Work instructions
When copying the records below, keep every word as it is and drop the images.
== The records
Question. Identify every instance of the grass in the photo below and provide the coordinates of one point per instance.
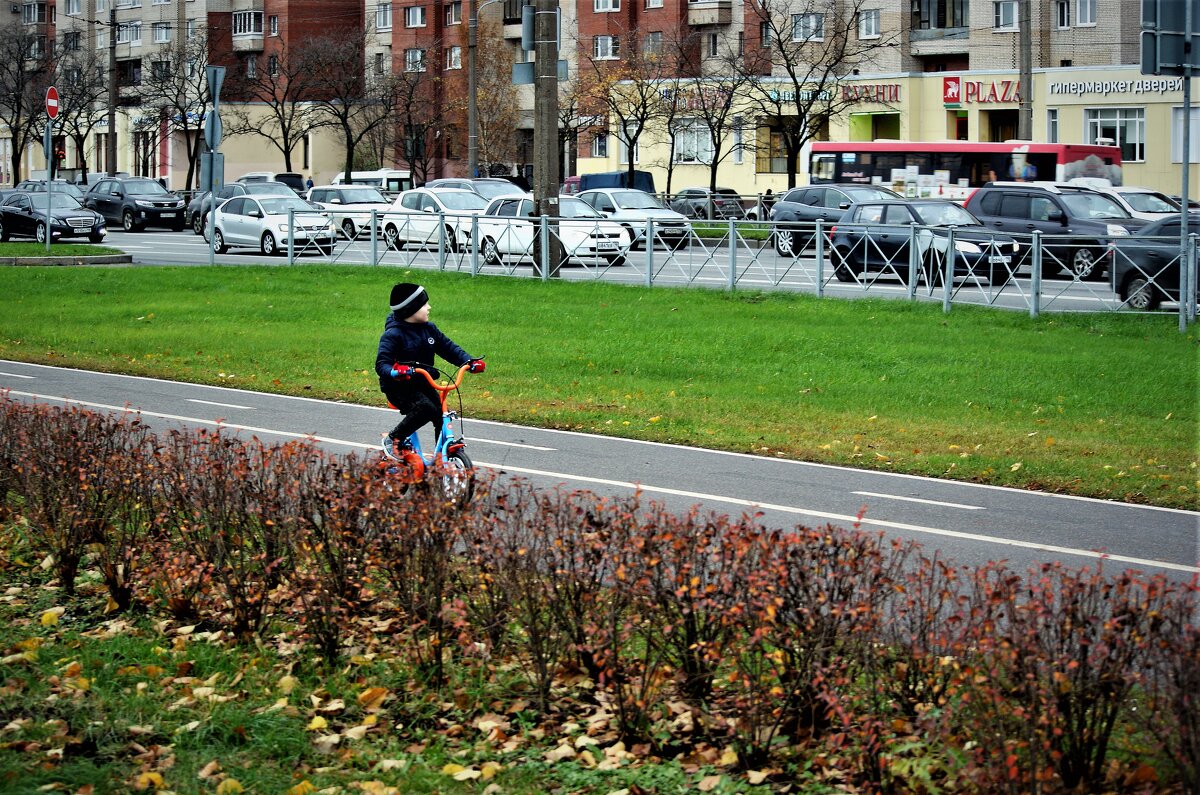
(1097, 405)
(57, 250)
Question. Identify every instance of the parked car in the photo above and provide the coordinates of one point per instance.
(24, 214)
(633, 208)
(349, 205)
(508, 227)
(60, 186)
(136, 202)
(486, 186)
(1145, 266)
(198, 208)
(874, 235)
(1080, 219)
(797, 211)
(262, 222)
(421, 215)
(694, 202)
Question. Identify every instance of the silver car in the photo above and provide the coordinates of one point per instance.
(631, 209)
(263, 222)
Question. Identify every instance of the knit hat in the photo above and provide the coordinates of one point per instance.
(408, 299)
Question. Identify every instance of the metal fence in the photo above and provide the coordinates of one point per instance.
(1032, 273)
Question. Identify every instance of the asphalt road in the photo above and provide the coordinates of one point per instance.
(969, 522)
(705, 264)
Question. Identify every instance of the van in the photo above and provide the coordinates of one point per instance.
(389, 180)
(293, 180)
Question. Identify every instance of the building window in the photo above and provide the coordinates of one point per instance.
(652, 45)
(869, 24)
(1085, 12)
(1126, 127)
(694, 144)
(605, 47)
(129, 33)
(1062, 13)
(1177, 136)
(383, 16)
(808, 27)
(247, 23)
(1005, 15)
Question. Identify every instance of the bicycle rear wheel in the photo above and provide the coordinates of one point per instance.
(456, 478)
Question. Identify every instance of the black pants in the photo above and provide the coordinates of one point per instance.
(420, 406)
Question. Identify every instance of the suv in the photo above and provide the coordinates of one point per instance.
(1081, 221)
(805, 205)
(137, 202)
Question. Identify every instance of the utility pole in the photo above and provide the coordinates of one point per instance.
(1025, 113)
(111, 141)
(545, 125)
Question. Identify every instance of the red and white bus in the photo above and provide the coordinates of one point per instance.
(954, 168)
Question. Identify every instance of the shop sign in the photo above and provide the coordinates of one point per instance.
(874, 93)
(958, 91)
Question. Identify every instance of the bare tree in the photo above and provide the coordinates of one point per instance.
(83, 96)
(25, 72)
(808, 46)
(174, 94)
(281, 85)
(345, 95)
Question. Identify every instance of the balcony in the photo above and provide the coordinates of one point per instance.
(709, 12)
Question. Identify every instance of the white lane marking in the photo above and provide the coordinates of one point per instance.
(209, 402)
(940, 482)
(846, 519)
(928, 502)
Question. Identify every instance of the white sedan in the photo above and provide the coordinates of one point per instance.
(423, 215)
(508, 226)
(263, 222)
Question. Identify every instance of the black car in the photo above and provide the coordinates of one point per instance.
====
Response
Question. Identify every instance of the grass in the photo below and provide the coordinates of one point per instance.
(1097, 405)
(57, 250)
Question. Identify every instance of the parked car in the photo above and provide the coordinates of one point per instance.
(24, 214)
(633, 208)
(349, 205)
(508, 227)
(60, 186)
(136, 202)
(486, 186)
(1145, 266)
(198, 208)
(874, 235)
(1080, 219)
(797, 211)
(262, 222)
(421, 215)
(694, 202)
Question. Identify every instance of the silver car in the photo above and provide the coordinates of one point per instance.
(631, 209)
(263, 222)
Question. Identify every instance of the knit hat in the photo above and provide the coordinates of one point per instance.
(408, 299)
Question. Identify every instance of the metal fence in the photo above and provide the coordinates of one point per instance.
(1032, 273)
Question. Identify every instance of the asphalt road in the photo above and provide the coordinates of one point per instance.
(969, 522)
(705, 264)
Question. Identify every instance of the van in the photo above and provide the coordinates of one point per instance.
(389, 180)
(293, 180)
Question. Identify every instance of the building window in the photo above and provide the coordinates of one point per instance.
(652, 45)
(869, 24)
(1085, 12)
(1126, 127)
(694, 144)
(605, 47)
(129, 33)
(1062, 13)
(1177, 136)
(383, 16)
(808, 27)
(247, 23)
(1005, 15)
Question. Identify every instance of the bicycle rear wheel in the photo above and provide the coordinates of one point per instance.
(456, 478)
Question. Identify every instance of the black pants in the photo above and provide the coordinates of one point per instance.
(420, 406)
Question. Identify every instance of the suv in the photo above and provide the coordinates of one point per instance.
(1081, 221)
(805, 205)
(137, 202)
Question. Identify every instance of the utility pole in the photo above and provide the coordinates of one point per instance.
(1025, 113)
(111, 141)
(545, 125)
Question. Identify every instance of the red and white bus in the photo above and provide the coordinates of one point per instance.
(954, 168)
Question. Identify every instance of the shop sign in the photo above and provide the coordinates of one point per instance.
(874, 93)
(958, 91)
Question. Identify every instance of the bare tree in the photo above and provide the coordinates of one point per instance.
(83, 96)
(25, 72)
(808, 46)
(174, 94)
(281, 85)
(345, 95)
Question. Identify every instance of the balcony in the photo above and provide the coordinates of one point per instance.
(709, 12)
Question. Identify every instance of the white lane marking in the photo above and provide the coordinates of one point per instance.
(209, 402)
(940, 482)
(846, 519)
(928, 502)
Question. Identify every instance of the white sedan in the photo above and provide the coordinates of one point per instance.
(423, 215)
(508, 226)
(263, 222)
Question. Identify every instance of the black car in the photo above and provide the coordinates of one point per instance.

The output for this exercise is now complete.